What the task asks. Find each line in the items below that contains the word "metal" and copy every such line.

Recorded information.
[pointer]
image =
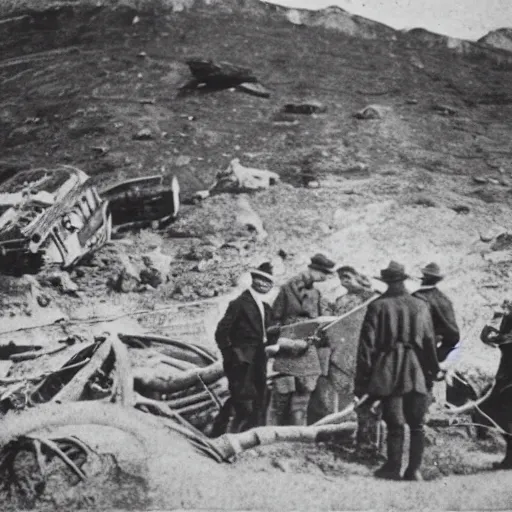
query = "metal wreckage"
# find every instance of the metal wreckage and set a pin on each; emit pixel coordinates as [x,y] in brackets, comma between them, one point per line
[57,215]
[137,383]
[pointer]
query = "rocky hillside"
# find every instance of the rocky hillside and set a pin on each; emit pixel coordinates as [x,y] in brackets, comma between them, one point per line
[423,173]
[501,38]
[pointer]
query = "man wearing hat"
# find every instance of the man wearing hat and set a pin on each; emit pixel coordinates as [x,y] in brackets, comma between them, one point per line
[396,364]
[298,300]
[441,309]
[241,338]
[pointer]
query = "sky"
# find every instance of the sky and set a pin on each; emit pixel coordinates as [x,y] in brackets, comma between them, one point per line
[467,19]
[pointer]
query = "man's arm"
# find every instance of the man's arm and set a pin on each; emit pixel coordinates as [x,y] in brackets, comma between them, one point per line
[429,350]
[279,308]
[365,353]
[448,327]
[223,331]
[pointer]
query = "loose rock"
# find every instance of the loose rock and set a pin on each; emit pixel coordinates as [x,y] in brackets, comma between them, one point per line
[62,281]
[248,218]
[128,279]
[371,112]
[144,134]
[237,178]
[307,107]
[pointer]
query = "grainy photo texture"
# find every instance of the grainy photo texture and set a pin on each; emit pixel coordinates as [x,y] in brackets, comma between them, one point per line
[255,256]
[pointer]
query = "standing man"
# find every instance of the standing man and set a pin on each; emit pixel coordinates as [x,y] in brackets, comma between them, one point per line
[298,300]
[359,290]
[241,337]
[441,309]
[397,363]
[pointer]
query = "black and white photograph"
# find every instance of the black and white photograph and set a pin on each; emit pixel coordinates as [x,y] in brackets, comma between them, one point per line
---
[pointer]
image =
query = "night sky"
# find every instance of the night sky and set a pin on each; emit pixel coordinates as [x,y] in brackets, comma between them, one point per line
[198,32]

Reply.
query = "metal wreckage"
# find every instance of the metal wreckage and set a pin on each; emit pixel coordinates as [x,y] in brackets, comma between them, one point per line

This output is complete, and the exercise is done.